▶ [Extrait du texte]:
↓↓↓
Dans Cochon d’Allemand, roman danois, Knud Romer dépeint une certaine vision du Danemark … C’est aussi le Danemark vu par un « cochon d’Allemand ». Ce premier roman de Knud Romer, collaborateur de Lars Van Trier dans « Les Idiots » est un récit autobiographique et un récit d’enfance ; une histoire mêlant l’histoire personnelle, l’Histoire, la politique et l’histoire d’une époque… Retour dans les années 60, quand Knud Romer naît à Nyköping ; « une ville si petite qu’elle se termine avant même d’avoir commencé » et s’entend traiter de « cochon d’allemand » en ignorant ce que cela signifie… Mais que veulent donc dire ces mots?
Cochon d’Allemand – Knud Romer (1960 – ….)
On ne choisit pas sa famille et le petit Knud, habitant de la ville danoise de Nyköping sur l’île de Falser qui disparaît presque à marée montante, a tiré le gros lot à loterie de la vie. Il nous entraîne, à travers un livre patchwork, dans la visite de son arbre généalogique qui comporte un grand père paternel qui exerça trente-six métiers pour trente-six misères, un grand père paternel trop vite décédé, suppléé par un hobereau prussien rigide comme la pointe de son casque en guise de parâtre. Mais le personnage central de ce livre, celui qui devrait en avoir le rôle titre, à mon sens, c’est la mère qui connut une destinée extraordinaire et dont le chemin emprunta tous les méandres de l’histoire germanique pendant la période hitlérienne. Arrivée à Berlin pour faire des études en 1939, elle en fut vite chassée par la répression à l’opposition au Führer et navigua ensuite entre l’Autriche et la Prusse au gré des aléas de la guerre pour terminer celle-ci comme réfugiée de ce qui deviendra l’Allemagne de l’Est après avoir connu les hôpitaux militaires et les camps américains.
↑↑↑
▶ [Données extraites]:
↓↓↓
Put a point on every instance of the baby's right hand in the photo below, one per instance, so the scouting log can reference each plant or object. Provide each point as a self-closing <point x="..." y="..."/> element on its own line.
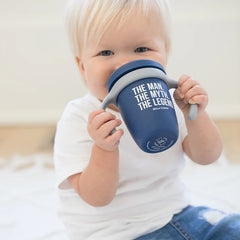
<point x="100" y="125"/>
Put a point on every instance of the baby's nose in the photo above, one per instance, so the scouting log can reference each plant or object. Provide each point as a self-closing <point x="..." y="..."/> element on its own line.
<point x="122" y="62"/>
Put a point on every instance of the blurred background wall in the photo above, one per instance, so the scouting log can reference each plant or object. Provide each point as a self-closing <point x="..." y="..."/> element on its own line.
<point x="38" y="75"/>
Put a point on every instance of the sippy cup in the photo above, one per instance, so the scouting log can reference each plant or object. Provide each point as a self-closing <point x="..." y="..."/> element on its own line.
<point x="140" y="90"/>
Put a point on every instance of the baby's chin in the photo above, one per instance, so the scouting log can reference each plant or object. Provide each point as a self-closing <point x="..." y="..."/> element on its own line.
<point x="113" y="107"/>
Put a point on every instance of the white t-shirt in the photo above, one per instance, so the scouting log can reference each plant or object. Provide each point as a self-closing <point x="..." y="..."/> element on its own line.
<point x="149" y="193"/>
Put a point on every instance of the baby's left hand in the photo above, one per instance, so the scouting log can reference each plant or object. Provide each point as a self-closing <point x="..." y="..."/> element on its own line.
<point x="188" y="92"/>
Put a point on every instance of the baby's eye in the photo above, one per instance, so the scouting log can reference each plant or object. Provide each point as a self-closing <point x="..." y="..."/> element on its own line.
<point x="106" y="53"/>
<point x="142" y="49"/>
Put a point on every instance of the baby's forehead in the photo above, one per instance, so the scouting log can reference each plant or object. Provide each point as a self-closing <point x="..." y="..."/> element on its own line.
<point x="135" y="22"/>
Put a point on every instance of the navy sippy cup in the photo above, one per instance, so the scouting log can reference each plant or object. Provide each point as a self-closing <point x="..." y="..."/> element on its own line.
<point x="140" y="90"/>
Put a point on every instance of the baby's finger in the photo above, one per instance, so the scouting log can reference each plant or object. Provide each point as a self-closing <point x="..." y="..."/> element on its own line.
<point x="183" y="79"/>
<point x="106" y="129"/>
<point x="115" y="137"/>
<point x="200" y="100"/>
<point x="187" y="85"/>
<point x="101" y="119"/>
<point x="93" y="114"/>
<point x="194" y="91"/>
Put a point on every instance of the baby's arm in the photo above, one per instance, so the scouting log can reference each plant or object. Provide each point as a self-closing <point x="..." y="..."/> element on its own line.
<point x="98" y="183"/>
<point x="203" y="143"/>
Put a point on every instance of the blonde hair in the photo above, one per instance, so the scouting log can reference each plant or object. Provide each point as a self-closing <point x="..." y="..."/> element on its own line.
<point x="87" y="18"/>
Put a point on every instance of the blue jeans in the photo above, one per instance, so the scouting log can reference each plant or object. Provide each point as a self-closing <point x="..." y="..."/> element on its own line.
<point x="198" y="223"/>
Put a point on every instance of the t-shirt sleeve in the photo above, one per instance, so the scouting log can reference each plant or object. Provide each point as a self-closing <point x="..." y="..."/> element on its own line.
<point x="72" y="146"/>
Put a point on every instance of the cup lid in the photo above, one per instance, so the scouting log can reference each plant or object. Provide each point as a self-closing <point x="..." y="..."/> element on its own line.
<point x="131" y="66"/>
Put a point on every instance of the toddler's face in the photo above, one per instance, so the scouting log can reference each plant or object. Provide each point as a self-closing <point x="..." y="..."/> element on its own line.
<point x="139" y="38"/>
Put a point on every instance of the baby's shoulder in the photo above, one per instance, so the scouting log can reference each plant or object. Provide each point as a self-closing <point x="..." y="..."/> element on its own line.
<point x="81" y="107"/>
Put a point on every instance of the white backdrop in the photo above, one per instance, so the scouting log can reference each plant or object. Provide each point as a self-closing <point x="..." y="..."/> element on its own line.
<point x="38" y="75"/>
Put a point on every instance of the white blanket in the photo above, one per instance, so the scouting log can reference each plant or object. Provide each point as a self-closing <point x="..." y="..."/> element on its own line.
<point x="28" y="199"/>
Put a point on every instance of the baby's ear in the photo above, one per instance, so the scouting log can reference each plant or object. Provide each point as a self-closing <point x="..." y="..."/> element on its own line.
<point x="80" y="66"/>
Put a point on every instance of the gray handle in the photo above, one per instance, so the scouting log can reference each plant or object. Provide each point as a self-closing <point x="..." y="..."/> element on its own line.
<point x="133" y="76"/>
<point x="192" y="114"/>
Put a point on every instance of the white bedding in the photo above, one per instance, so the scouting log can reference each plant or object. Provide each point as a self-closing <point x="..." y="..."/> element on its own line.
<point x="28" y="199"/>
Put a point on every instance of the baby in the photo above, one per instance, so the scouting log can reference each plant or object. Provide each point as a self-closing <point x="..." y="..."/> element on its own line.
<point x="108" y="187"/>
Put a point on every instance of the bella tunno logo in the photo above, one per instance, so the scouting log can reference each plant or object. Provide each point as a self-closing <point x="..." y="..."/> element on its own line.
<point x="159" y="144"/>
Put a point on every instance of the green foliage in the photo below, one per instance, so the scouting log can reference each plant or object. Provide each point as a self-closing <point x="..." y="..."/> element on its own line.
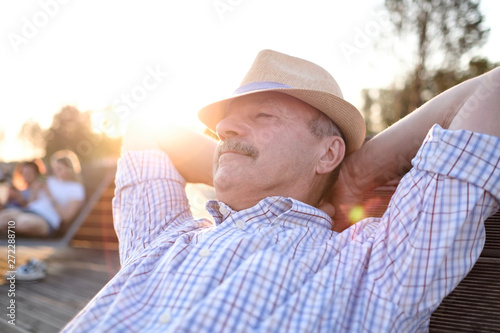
<point x="383" y="107"/>
<point x="71" y="129"/>
<point x="444" y="31"/>
<point x="449" y="27"/>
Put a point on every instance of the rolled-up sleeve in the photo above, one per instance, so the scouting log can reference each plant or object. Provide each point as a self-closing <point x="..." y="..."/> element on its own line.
<point x="149" y="199"/>
<point x="433" y="231"/>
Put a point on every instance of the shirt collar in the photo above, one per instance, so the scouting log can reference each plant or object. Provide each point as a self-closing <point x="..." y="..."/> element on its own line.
<point x="286" y="211"/>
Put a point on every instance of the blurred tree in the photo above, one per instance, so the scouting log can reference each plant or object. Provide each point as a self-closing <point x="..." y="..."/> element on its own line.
<point x="71" y="129"/>
<point x="444" y="31"/>
<point x="383" y="107"/>
<point x="33" y="134"/>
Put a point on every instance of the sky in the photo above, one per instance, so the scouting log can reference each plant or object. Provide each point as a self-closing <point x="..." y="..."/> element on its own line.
<point x="164" y="60"/>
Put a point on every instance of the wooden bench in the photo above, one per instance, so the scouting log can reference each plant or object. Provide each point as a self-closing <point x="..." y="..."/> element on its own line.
<point x="474" y="306"/>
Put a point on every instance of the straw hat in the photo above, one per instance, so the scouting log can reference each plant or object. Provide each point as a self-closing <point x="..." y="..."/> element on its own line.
<point x="274" y="71"/>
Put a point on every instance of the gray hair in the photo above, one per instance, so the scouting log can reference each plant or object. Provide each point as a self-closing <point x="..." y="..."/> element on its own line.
<point x="323" y="126"/>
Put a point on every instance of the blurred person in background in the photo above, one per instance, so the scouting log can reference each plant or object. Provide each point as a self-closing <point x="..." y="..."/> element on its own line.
<point x="41" y="207"/>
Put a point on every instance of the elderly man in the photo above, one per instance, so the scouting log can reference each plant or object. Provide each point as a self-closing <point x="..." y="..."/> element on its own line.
<point x="270" y="261"/>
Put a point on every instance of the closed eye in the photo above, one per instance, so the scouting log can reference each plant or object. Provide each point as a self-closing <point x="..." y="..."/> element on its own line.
<point x="264" y="115"/>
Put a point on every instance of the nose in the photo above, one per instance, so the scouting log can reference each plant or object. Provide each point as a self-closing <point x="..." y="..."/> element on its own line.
<point x="230" y="126"/>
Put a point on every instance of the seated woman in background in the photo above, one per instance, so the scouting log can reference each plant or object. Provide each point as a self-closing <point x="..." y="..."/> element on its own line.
<point x="27" y="179"/>
<point x="55" y="201"/>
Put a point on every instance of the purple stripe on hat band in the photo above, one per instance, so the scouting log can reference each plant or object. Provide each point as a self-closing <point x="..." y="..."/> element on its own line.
<point x="259" y="85"/>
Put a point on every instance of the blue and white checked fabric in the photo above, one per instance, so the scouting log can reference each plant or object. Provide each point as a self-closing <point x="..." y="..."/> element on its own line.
<point x="278" y="267"/>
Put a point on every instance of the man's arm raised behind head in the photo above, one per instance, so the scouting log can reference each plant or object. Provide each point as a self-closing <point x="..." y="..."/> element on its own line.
<point x="191" y="152"/>
<point x="472" y="105"/>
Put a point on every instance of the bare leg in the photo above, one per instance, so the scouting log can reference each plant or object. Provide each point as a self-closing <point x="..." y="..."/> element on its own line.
<point x="29" y="224"/>
<point x="6" y="215"/>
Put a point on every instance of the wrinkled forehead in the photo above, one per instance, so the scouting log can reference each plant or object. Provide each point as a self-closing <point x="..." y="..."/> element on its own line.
<point x="285" y="105"/>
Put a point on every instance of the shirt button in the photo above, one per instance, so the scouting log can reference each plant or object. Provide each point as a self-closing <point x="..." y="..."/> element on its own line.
<point x="240" y="224"/>
<point x="165" y="318"/>
<point x="222" y="209"/>
<point x="205" y="252"/>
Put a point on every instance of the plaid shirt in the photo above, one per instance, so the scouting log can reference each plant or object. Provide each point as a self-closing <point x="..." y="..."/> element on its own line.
<point x="278" y="267"/>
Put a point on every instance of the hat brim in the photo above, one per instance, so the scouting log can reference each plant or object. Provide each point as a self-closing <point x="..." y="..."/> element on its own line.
<point x="344" y="114"/>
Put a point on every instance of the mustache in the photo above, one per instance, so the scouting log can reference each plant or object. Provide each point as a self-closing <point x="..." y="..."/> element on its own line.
<point x="237" y="147"/>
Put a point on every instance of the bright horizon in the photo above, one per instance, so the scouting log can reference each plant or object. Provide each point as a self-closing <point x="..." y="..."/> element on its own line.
<point x="165" y="60"/>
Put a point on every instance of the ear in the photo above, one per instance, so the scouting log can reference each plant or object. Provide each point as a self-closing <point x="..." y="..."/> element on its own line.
<point x="333" y="154"/>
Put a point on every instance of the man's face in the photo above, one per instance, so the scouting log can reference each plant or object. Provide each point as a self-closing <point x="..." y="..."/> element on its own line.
<point x="266" y="149"/>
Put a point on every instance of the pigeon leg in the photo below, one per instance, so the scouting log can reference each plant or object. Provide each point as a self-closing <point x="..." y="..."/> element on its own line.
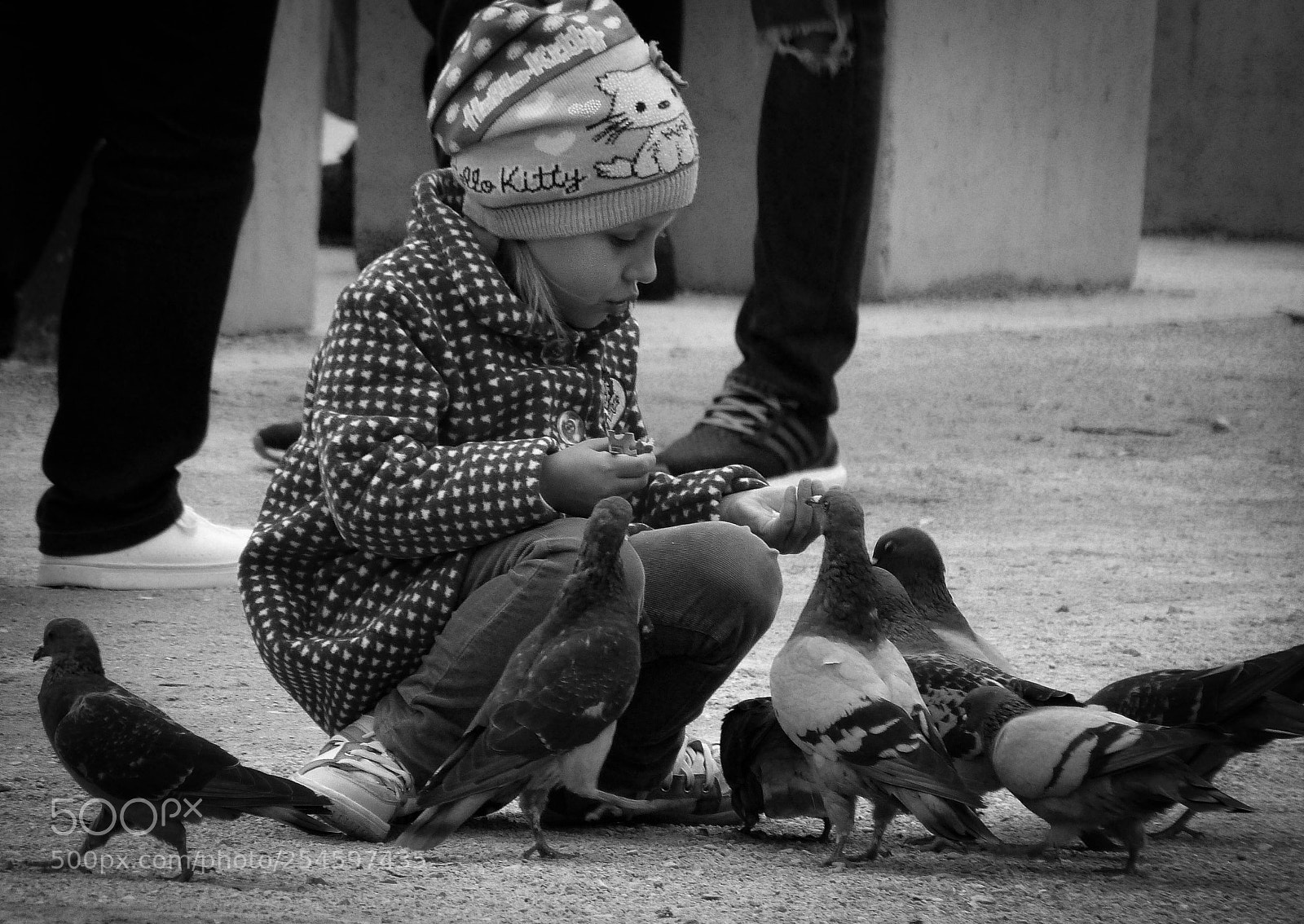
<point x="1132" y="834"/>
<point x="108" y="824"/>
<point x="532" y="802"/>
<point x="1178" y="826"/>
<point x="173" y="833"/>
<point x="841" y="812"/>
<point x="883" y="813"/>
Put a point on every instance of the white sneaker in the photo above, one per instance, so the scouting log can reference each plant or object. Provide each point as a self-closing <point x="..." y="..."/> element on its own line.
<point x="192" y="552"/>
<point x="365" y="784"/>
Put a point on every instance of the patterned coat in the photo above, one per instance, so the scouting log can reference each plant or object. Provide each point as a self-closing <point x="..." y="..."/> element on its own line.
<point x="430" y="406"/>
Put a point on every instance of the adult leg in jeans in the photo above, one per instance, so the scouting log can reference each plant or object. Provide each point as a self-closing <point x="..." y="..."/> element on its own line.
<point x="174" y="98"/>
<point x="815" y="156"/>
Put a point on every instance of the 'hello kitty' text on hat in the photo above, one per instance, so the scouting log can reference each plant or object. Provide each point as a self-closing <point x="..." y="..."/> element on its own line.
<point x="561" y="120"/>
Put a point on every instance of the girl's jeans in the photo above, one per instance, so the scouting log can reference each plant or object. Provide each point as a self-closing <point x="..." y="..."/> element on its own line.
<point x="710" y="591"/>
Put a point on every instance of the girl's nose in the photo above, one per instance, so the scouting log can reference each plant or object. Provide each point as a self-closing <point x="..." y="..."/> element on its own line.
<point x="642" y="266"/>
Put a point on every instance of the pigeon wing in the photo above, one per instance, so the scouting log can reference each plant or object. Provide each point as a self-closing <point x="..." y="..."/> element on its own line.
<point x="126" y="748"/>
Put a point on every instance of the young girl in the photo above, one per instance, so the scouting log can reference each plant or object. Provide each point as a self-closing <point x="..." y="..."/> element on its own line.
<point x="454" y="436"/>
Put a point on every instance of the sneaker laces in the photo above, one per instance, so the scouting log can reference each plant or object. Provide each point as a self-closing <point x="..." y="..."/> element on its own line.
<point x="743" y="410"/>
<point x="368" y="756"/>
<point x="697" y="774"/>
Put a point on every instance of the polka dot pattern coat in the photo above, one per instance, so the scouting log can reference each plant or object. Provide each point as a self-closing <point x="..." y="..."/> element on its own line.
<point x="430" y="408"/>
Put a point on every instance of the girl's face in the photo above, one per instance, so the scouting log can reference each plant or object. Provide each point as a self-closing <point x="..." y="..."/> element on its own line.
<point x="595" y="276"/>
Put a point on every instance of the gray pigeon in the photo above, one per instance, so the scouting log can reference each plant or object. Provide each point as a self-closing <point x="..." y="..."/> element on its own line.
<point x="549" y="719"/>
<point x="1256" y="702"/>
<point x="914" y="559"/>
<point x="844" y="695"/>
<point x="1089" y="771"/>
<point x="150" y="773"/>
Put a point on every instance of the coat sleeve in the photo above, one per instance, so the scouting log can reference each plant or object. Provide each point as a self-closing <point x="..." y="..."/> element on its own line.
<point x="375" y="415"/>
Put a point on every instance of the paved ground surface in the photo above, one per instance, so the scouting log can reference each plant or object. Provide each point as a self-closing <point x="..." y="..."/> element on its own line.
<point x="1023" y="433"/>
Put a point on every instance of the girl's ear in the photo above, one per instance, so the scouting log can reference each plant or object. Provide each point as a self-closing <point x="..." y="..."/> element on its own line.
<point x="488" y="240"/>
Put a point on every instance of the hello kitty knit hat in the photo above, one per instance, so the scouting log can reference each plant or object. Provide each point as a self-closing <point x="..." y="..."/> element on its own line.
<point x="561" y="120"/>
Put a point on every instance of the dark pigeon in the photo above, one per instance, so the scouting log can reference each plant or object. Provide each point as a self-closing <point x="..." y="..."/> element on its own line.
<point x="767" y="773"/>
<point x="549" y="719"/>
<point x="914" y="559"/>
<point x="1255" y="702"/>
<point x="150" y="772"/>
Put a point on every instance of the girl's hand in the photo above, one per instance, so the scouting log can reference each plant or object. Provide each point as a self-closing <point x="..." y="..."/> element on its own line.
<point x="778" y="515"/>
<point x="577" y="477"/>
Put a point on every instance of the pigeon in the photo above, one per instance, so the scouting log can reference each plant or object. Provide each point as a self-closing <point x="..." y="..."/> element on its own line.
<point x="148" y="772"/>
<point x="767" y="773"/>
<point x="844" y="695"/>
<point x="914" y="559"/>
<point x="551" y="717"/>
<point x="1090" y="771"/>
<point x="1255" y="702"/>
<point x="945" y="680"/>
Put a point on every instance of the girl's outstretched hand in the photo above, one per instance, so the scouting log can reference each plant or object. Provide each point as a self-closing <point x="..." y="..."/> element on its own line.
<point x="577" y="477"/>
<point x="778" y="515"/>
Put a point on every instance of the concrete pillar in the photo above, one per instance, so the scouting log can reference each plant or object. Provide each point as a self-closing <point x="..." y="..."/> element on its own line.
<point x="273" y="286"/>
<point x="393" y="143"/>
<point x="1012" y="150"/>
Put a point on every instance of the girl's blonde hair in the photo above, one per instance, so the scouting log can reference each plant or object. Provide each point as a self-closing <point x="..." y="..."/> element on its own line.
<point x="526" y="276"/>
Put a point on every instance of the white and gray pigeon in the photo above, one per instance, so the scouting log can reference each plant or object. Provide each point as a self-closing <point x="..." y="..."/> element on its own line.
<point x="1089" y="771"/>
<point x="1256" y="702"/>
<point x="152" y="773"/>
<point x="844" y="695"/>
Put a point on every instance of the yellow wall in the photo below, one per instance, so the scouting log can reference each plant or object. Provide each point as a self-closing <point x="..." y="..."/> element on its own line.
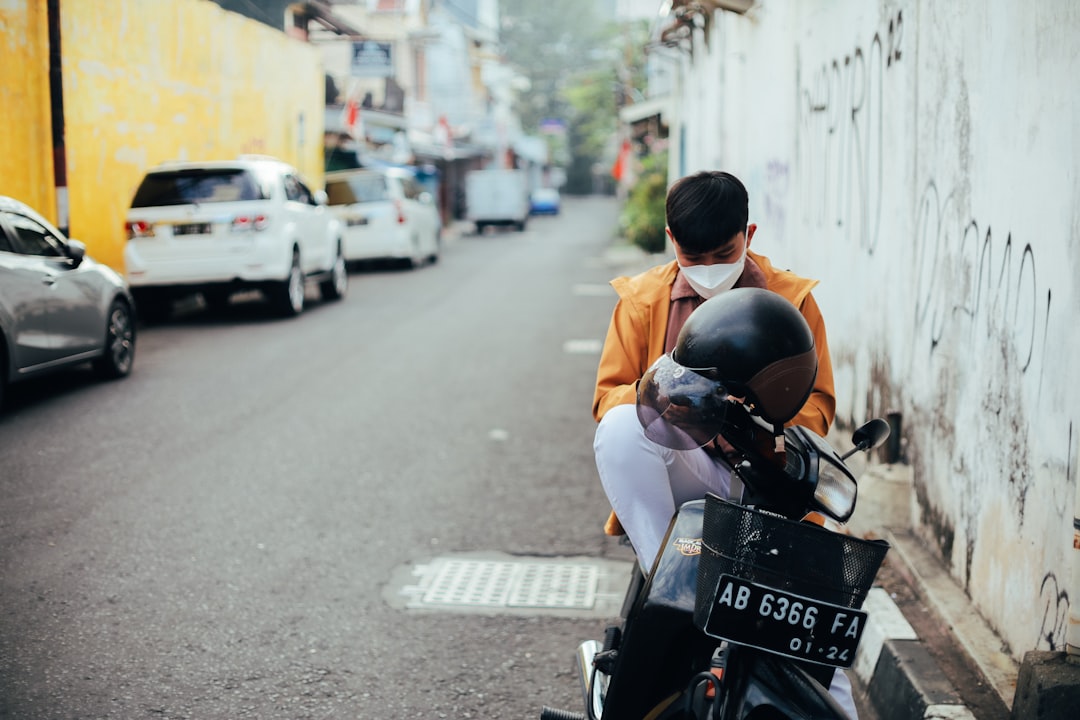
↑↑↑
▶ [Exercice]: Recopiez tout ce qui va de « Dans Cochon d’Allemand, roman » jusqu'à « Romer (1960 – ….) » dans le texte sur Cochon d'Allemand, en remplaçant « roman » par « livre ».

▶ [Réponse attendue]:
Dans Cochon d’Allemand, livre danois, Knud Romer dépeint une certaine vision du Danemark … C’est aussi le Danemark vu par un « cochon d’Allemand ». Ce premier livre de Knud Romer, collaborateur de Lars Van Trier dans « Les Idiots » est un récit autobiographique et un récit d’enfance ; une histoire mêlant l’histoire personnelle, l’Histoire, la politique et l’histoire d’une époque… Retour dans les années 60, quand Knud Romer naît à Nyköping ; « une ville si petite qu’elle se termine avant même d’avoir commencé » et s’entend traiter de « cochon d’allemand » en ignorant ce que cela signifie… Mais que veulent donc dire ces mots?
Cochon d’Allemand – Knud Romer (1960 – ….)